§ Extrait du document:
+===+

Sans prétention, hein ? On cause entre amis.

­ D’abord, la participation : particulièrement faiblarde.

J’entends qu’on s’en étonne ici ou là, qu’on le déplore, voire qu’on en fait amèrement reproche aux électeurs inconstants ; quelle déception ! N’avaient-ils pas massivement répondu à l’appel des urnes il y a tout juste un mois, n’avait-on pas alors célébré dans la liesse quasi unanime (pas ici, vous vous en souvenez peut-être…) cette admirable démonstration de civisme rivant leur clou à tous les Cassandre dénonciateurs d’une politique réduite au spectacle ? Eh bien, voici les pendules remises à l’heure (américaine) ! Nombre de Français, s’étant exprimés à l’issue d’une interminable campagne présidentielle, ont dû se sentir quittes. L’essentiel, à leurs yeux, était fait : on avait installé un nouveau Prince, qu’on se débrouille sans eux pour repeupler un hémicycle dont on n’est pas bien convaincu qu’il serve à grand-chose.

Pas sûr qu’on puisse leur donner tort.

­ La « vague bleue », ensuite : vraiment pas une surprise !

Le plaidoyer pour une « correction » dans l’urne de juin des résultats de mai, pour un « rééquilibrage » , un « nécessaire contrepoids » relevait d’une rhétorique sans doute légitime, mais usée jusqu’à la corde. Une ample majorité de nos concitoyens a porté au pouvoir un habile aventurier qui exerce sur elle une sorte de fascination : elle entend le voir à l’oeuvre en le laissant libre de ses mouvements. Le temps de la déception viendra forcément, ce n’est pas encore l’heure, le Prince-Président entame à peine son pain blanc.

+===+

§ Énoncé du problème 1: Identifiez chaque ligne contenant la chaîne « reflection » et recopiez-la, en tenant compte de la casse.
L'extrait et les lignes sont indépendants les uns des autres.

+===+

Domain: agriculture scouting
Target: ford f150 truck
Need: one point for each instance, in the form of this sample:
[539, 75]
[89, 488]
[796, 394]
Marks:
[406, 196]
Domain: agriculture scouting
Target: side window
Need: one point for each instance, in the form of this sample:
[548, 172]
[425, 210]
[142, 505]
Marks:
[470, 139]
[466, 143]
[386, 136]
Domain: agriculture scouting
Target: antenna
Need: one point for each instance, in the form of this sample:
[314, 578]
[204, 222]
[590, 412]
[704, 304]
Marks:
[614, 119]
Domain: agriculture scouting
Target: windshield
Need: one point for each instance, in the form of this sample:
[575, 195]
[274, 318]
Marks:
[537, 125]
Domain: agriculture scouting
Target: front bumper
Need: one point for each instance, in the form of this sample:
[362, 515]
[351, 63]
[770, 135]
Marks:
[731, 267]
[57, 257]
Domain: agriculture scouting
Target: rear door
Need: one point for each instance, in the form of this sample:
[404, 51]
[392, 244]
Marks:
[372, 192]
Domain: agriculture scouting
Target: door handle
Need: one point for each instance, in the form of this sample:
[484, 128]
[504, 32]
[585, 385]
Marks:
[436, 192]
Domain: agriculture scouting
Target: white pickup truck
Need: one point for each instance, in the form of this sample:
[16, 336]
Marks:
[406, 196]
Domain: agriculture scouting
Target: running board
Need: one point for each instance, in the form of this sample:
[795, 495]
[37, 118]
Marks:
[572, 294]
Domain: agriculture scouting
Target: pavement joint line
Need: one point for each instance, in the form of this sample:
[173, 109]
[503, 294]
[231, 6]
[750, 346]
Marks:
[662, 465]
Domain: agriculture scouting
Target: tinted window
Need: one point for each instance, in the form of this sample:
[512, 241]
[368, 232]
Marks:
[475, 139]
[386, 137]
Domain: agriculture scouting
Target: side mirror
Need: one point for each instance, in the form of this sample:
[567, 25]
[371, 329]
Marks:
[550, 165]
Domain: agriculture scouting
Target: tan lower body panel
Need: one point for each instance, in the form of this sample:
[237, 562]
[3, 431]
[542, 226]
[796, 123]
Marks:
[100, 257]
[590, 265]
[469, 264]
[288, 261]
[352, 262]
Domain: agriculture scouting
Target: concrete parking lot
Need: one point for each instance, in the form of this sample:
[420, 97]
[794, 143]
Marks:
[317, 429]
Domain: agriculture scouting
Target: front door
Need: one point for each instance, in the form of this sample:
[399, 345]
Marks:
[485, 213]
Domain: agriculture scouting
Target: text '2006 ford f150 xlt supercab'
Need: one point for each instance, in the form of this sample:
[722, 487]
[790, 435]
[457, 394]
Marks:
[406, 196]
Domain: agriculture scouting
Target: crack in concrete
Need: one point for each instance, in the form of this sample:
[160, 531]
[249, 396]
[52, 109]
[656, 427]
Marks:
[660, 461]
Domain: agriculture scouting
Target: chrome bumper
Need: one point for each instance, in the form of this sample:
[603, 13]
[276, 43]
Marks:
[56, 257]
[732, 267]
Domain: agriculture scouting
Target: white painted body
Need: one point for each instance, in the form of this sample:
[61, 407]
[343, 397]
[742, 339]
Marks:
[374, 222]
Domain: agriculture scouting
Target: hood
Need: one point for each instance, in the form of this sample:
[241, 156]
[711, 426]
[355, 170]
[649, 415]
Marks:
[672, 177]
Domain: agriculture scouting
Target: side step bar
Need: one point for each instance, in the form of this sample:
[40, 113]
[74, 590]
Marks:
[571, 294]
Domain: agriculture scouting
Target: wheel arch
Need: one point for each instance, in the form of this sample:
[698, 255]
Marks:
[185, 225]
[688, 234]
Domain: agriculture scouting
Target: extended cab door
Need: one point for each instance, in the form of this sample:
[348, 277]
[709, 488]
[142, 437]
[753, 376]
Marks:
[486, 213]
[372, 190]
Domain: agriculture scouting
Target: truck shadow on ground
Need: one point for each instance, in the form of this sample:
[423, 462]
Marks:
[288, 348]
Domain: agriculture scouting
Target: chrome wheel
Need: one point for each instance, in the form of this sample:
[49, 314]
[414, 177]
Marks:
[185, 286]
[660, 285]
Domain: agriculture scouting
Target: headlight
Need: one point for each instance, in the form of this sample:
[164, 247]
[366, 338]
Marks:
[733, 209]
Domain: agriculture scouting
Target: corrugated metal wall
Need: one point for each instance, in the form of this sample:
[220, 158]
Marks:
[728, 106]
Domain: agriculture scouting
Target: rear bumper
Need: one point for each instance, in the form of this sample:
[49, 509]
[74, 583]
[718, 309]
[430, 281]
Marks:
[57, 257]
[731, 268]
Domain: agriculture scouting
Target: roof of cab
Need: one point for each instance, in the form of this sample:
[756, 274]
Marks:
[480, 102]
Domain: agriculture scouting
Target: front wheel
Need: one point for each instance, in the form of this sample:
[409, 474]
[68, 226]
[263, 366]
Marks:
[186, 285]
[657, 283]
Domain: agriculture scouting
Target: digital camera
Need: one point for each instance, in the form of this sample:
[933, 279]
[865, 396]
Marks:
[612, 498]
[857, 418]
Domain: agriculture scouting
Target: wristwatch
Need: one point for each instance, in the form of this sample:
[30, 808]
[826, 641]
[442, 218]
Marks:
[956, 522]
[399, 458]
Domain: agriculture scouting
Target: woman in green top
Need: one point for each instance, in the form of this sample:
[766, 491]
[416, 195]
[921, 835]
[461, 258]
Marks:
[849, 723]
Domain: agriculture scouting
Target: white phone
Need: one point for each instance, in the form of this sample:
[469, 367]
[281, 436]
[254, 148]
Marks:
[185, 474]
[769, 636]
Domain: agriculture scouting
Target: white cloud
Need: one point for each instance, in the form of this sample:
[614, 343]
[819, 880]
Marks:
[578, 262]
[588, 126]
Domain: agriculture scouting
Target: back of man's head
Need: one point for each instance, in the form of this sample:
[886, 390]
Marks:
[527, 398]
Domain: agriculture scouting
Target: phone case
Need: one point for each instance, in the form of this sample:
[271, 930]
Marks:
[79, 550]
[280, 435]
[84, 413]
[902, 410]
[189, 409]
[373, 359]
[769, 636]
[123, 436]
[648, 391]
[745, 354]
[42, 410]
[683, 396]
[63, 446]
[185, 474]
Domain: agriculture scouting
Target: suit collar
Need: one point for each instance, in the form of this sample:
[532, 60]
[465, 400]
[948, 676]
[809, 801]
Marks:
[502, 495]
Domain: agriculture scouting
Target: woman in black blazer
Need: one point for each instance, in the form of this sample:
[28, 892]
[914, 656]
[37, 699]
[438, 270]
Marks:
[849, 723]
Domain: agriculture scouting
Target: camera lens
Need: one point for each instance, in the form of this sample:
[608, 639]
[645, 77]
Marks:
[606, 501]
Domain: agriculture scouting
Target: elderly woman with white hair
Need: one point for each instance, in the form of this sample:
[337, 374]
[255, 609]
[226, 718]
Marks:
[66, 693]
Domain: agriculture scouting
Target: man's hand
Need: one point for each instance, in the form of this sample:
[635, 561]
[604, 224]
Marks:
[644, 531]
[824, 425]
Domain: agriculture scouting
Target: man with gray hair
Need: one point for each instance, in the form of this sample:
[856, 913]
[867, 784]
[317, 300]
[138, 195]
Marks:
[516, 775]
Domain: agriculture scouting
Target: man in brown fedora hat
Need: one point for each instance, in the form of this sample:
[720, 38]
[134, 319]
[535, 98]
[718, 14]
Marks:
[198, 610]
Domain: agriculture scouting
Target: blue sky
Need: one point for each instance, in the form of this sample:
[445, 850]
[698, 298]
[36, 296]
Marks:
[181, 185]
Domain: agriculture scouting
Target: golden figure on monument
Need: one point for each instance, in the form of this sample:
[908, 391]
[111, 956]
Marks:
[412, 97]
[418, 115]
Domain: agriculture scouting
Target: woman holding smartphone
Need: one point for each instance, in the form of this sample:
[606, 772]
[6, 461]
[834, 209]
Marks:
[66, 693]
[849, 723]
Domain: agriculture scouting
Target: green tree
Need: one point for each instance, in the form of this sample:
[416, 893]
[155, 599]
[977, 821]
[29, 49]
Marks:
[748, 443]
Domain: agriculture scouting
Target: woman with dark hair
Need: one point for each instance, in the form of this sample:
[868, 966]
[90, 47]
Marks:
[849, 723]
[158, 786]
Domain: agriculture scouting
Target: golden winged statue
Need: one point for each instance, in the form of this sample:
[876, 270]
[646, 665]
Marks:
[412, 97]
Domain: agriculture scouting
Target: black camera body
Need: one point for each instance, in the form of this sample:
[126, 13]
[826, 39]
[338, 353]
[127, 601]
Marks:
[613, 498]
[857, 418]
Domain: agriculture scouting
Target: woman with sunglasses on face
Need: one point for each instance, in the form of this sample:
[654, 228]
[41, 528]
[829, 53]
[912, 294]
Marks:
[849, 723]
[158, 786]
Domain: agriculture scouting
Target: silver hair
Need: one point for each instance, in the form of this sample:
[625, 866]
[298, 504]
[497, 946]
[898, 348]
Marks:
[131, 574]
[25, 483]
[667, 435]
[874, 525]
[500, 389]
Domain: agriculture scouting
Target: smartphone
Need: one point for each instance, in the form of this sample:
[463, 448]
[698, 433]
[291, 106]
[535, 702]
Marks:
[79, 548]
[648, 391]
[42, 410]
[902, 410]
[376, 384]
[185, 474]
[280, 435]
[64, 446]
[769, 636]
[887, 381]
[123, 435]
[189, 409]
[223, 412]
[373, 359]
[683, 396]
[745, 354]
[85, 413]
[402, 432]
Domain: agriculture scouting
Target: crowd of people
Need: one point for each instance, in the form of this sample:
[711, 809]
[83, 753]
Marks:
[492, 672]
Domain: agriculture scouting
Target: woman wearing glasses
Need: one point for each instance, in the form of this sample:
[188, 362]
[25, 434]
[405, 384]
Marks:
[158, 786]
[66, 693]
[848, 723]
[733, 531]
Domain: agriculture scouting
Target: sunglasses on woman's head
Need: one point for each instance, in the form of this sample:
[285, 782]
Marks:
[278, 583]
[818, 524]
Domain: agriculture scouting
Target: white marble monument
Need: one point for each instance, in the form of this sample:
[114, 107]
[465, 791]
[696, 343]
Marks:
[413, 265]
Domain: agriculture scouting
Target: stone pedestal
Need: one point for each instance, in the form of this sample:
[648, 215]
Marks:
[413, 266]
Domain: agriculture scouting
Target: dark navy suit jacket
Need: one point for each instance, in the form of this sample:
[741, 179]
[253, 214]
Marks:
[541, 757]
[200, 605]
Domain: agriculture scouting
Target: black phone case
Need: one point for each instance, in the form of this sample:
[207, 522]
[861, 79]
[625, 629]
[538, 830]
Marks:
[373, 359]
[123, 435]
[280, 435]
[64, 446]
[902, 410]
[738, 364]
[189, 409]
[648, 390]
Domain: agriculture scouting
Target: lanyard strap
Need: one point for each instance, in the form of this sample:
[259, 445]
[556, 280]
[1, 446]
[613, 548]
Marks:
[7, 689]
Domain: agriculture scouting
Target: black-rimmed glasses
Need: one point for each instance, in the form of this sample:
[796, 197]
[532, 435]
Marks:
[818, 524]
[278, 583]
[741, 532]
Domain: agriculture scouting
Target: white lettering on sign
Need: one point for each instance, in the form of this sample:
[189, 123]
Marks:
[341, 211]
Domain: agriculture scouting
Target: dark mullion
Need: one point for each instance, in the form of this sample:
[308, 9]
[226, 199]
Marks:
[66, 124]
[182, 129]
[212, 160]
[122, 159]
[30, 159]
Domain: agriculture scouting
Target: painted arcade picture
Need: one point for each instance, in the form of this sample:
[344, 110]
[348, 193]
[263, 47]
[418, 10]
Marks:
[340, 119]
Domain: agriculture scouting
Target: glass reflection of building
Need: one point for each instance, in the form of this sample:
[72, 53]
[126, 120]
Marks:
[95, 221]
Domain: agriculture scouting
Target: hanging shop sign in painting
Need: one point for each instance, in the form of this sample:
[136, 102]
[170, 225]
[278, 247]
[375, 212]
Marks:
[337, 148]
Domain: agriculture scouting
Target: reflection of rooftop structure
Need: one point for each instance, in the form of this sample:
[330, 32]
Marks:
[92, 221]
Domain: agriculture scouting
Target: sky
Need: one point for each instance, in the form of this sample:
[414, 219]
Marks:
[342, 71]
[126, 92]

+===+

§ Énoncé du problème 2: Dans l'extrait, comment la participation est-elle qualifiée ?

§ Réponse finale 1:
Target: glass reflection of building
Target: reflection of rooftop structure

§ Réponse finale 2: Particulièrement faiblarde.